• **Problem requirements**:
Rewrite all the records below, changing every "Query" to "Prompt" and keeping everything else identical.
>> start
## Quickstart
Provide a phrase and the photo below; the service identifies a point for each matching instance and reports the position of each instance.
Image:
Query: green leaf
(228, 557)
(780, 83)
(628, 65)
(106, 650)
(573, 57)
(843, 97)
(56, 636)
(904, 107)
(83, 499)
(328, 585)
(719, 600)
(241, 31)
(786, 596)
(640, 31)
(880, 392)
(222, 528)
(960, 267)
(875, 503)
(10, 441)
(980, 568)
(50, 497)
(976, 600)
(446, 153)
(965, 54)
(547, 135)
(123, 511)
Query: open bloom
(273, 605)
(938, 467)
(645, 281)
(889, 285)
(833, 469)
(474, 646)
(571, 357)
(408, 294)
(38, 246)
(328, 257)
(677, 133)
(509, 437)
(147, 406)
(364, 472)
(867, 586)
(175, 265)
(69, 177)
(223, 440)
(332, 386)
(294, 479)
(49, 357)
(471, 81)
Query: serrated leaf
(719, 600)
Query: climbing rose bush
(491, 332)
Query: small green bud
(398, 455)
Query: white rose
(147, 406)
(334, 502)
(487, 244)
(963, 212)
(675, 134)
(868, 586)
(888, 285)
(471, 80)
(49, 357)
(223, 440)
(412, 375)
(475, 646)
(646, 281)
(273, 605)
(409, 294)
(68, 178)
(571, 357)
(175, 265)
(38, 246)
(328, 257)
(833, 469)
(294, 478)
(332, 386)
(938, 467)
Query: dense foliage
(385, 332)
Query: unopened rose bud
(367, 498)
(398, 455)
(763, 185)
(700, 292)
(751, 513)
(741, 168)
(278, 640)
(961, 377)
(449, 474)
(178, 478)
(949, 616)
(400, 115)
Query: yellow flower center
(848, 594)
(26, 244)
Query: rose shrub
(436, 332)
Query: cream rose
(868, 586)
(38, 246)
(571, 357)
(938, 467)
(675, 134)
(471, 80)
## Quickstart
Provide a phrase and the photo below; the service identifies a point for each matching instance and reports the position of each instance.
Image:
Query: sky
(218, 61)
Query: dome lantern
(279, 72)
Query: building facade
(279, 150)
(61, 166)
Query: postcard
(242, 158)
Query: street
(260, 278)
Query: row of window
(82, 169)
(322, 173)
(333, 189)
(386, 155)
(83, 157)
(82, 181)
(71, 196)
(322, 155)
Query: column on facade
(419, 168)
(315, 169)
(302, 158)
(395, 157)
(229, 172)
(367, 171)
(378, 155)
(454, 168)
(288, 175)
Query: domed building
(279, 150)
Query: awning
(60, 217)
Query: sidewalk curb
>> end
• **Task result**:
## Quickstart
Provide a phrase and the photo below; the service identifies a point for each matching instance and reports the position of each instance.
Image:
Prompt: green leaf
(228, 557)
(780, 83)
(628, 65)
(106, 650)
(573, 57)
(843, 97)
(56, 636)
(904, 107)
(83, 499)
(328, 585)
(719, 600)
(241, 31)
(786, 596)
(640, 31)
(880, 392)
(222, 528)
(960, 267)
(875, 503)
(10, 441)
(980, 568)
(50, 497)
(976, 600)
(446, 153)
(965, 54)
(547, 135)
(123, 511)
Prompt: open bloom
(273, 605)
(938, 467)
(645, 281)
(889, 285)
(833, 469)
(474, 646)
(571, 357)
(408, 294)
(38, 246)
(328, 257)
(677, 133)
(509, 437)
(147, 406)
(364, 472)
(867, 586)
(175, 265)
(69, 177)
(223, 440)
(332, 386)
(294, 479)
(49, 357)
(471, 81)
Prompt: serrated leaf
(719, 600)
Prompt: climbing rose bush
(491, 332)
Prompt: small green bud
(398, 455)
Prompt: white rose
(147, 406)
(334, 502)
(487, 244)
(963, 212)
(675, 134)
(868, 586)
(888, 285)
(471, 80)
(49, 357)
(223, 440)
(412, 375)
(475, 646)
(646, 281)
(273, 605)
(409, 294)
(68, 178)
(571, 357)
(175, 265)
(38, 246)
(328, 257)
(833, 469)
(294, 478)
(332, 386)
(938, 467)
Prompt: dense foliage
(385, 332)
Prompt: unopened rose bud
(367, 498)
(398, 455)
(763, 185)
(700, 292)
(751, 513)
(741, 168)
(278, 640)
(961, 377)
(449, 474)
(178, 478)
(949, 616)
(400, 115)
Prompt: yellow flower center
(848, 594)
(26, 244)
Prompt: rose shrub
(436, 332)
Prompt: cream rose
(868, 586)
(38, 246)
(571, 357)
(938, 467)
(675, 134)
(471, 80)
## Quickstart
Provide a phrase and the photo below; the service identifies a point for each matching instance and reports the position of each instance.
Image:
Prompt: sky
(218, 61)
Prompt: dome lantern
(279, 72)
Prompt: building facade
(279, 150)
(61, 166)
Prompt: postcard
(242, 158)
Prompt: street
(260, 278)
Prompt: row of window
(82, 169)
(322, 173)
(333, 189)
(386, 155)
(83, 157)
(82, 181)
(71, 196)
(322, 155)
Prompt: column on facade
(419, 168)
(315, 169)
(302, 158)
(395, 157)
(229, 172)
(367, 171)
(378, 155)
(454, 168)
(288, 175)
Prompt: domed building
(279, 150)
Prompt: awning
(60, 217)
Prompt: sidewalk curb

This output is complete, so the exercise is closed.